* _Excerpted passage_:
· · · · ·

We’re going to continue right where we left off and address the other bullet points I promised you from my big post announcing that we sold the house:
- Our open house experience and the rest of the recap from selling my first home — including a stressful hiccup (and any advice I have in hindsight?)
- Moving out (and where we’re living now)
- Where we’re planning to move! (this one’s big!)
- Sneak peeks of recent projects from getting the house ready to sell and projects I’ve been working on since!
- Appending the answers to any questions I get once this post is up for a while (let’s hope they can be addressed in the comments, but if there’s something big I forgot to elaborate on, I’ll add it to the bottom of this post so you don’t have to go hunting).
A Week Before the Open House…
I was a ball of stress trying to get every room ready for listing photos, packing away personal items, decluttering, and touching up lots of paint (for tips on what the home stager suggested for home selling, see part one). I was the very definition of a sweaty mess.

· · · · ·

* _Written exercise A_: Count the lines in the rows below that contain the string "shirt". Reply with the number alone.

· · · · ·

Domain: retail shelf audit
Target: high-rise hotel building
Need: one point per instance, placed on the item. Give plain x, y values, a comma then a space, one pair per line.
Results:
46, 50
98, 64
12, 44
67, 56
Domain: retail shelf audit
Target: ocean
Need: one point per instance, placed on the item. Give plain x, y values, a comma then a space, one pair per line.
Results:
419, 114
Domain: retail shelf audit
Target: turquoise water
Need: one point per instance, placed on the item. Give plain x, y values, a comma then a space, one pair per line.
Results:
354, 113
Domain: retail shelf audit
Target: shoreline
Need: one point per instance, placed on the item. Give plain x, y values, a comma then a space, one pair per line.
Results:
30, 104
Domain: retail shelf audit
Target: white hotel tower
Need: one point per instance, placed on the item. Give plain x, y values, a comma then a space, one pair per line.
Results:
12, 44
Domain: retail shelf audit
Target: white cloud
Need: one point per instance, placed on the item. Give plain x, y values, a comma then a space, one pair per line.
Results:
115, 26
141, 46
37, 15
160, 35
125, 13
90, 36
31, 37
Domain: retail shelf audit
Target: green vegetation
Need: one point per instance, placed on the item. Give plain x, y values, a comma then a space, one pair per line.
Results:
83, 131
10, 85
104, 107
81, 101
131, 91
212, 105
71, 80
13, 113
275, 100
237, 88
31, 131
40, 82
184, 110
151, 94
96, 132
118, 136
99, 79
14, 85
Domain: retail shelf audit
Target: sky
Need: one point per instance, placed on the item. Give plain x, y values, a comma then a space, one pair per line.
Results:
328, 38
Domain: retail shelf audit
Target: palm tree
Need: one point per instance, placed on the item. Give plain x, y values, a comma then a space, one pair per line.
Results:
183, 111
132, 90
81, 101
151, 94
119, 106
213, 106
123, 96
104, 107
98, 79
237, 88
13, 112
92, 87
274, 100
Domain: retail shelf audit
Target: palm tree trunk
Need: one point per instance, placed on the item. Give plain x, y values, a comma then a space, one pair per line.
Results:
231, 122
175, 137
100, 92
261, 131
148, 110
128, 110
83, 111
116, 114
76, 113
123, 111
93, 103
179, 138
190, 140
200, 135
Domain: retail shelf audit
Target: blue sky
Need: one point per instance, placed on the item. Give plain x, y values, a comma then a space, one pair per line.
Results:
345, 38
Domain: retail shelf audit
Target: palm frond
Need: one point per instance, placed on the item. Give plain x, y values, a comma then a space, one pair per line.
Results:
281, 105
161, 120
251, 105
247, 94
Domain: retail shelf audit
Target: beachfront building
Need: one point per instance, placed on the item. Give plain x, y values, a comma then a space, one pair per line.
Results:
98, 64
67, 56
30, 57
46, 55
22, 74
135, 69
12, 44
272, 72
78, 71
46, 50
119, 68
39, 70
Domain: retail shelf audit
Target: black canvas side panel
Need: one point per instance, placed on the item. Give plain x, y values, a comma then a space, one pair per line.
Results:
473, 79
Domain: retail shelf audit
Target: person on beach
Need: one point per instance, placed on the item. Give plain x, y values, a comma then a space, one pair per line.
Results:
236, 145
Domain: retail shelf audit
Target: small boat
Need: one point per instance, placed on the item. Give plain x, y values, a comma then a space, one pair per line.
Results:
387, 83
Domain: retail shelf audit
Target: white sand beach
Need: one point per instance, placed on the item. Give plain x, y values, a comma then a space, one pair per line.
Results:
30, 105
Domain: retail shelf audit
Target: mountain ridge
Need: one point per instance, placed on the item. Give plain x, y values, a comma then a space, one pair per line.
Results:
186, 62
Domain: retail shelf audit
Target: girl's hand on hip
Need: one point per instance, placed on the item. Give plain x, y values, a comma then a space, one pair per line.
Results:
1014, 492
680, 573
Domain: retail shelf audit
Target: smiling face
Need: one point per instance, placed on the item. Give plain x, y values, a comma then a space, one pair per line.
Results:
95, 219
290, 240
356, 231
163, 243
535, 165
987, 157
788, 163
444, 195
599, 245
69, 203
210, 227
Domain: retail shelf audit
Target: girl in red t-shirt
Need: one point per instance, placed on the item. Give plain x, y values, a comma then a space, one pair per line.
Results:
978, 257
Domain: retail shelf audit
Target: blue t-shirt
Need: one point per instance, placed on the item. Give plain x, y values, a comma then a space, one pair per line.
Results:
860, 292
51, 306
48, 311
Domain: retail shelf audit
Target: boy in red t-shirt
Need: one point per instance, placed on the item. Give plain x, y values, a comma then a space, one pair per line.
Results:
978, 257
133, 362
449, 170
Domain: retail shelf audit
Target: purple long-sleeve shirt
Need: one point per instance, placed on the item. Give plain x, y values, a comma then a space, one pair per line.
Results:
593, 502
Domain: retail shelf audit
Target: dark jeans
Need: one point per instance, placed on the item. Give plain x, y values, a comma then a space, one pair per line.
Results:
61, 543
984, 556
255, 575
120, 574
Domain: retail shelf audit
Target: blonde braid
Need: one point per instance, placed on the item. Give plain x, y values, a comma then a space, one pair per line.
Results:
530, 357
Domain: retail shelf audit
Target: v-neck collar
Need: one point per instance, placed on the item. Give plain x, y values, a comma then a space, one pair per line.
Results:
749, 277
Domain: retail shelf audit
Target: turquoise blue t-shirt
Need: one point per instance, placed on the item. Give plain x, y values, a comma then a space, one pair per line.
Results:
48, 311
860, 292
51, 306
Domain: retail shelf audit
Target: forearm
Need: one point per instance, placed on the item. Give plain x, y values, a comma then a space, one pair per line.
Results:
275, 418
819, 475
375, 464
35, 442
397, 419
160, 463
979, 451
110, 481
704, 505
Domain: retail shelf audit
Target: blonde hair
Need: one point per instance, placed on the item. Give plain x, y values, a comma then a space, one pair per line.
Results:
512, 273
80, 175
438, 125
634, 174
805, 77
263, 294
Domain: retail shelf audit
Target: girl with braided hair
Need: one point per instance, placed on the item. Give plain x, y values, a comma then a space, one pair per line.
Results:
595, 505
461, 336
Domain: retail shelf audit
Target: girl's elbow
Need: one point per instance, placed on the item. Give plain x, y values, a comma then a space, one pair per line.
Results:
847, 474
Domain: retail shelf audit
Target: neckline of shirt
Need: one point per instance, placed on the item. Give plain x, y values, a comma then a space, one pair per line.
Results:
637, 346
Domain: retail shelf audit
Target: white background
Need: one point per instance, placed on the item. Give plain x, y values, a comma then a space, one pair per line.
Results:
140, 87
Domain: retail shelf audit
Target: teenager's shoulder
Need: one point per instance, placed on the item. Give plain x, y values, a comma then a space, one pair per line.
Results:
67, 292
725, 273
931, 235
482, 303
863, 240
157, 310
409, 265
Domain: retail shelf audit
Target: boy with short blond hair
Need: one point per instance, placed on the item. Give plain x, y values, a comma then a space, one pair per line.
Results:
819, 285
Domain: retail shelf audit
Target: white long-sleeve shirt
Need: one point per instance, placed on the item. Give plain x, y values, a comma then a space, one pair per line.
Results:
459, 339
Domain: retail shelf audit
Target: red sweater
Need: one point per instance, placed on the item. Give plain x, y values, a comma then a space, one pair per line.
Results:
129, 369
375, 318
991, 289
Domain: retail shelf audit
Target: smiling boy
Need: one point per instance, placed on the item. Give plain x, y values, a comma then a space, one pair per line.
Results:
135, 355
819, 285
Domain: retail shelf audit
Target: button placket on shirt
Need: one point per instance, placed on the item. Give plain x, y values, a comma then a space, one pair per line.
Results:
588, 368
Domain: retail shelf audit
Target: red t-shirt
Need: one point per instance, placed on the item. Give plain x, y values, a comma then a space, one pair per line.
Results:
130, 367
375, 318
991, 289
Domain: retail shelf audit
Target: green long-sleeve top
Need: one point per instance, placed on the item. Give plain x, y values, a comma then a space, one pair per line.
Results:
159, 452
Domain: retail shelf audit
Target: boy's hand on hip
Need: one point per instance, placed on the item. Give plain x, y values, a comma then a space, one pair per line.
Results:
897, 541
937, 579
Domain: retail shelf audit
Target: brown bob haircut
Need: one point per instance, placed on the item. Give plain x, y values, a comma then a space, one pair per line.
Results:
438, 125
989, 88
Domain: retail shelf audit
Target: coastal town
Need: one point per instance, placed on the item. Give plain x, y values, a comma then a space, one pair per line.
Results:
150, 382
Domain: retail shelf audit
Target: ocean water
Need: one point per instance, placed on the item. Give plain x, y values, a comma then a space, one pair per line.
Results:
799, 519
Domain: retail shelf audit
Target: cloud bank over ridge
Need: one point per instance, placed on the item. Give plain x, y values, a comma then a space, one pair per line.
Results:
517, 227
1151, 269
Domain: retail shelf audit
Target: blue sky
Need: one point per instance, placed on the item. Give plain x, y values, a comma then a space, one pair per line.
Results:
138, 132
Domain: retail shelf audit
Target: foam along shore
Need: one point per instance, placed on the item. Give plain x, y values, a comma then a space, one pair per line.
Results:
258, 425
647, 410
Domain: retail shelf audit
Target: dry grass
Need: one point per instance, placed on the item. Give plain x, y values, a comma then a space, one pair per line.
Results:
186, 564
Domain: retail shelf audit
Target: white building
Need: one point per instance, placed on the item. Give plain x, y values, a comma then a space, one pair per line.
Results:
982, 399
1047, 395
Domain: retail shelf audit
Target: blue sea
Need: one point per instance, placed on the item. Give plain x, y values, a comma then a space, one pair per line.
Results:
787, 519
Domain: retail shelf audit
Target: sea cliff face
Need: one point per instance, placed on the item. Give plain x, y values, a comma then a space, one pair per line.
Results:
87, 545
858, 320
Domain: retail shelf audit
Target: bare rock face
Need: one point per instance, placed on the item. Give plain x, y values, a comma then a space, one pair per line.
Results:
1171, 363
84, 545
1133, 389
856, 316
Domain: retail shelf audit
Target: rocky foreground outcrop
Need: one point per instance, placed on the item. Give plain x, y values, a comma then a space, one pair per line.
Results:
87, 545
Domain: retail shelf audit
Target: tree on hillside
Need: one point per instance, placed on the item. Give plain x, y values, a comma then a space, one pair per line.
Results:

· · · · ·

* _Written exercise B_: In the home-selling excerpt, what was the writer trying to get every room ready for in the week before the open house?

* _Answer A_: 9

* _Answer B_: Listing photos.